**What the task requires**
Please reproduce the data below exactly, from the first line to the last.

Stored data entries

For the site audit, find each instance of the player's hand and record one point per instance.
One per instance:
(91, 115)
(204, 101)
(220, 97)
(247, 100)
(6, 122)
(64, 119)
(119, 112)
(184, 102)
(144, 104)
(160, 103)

**Output for this task**
For the site audit, find each instance of the player's hand and record one point per instance.
One per instance:
(91, 115)
(204, 101)
(220, 97)
(247, 100)
(6, 122)
(64, 119)
(119, 112)
(184, 102)
(144, 104)
(160, 103)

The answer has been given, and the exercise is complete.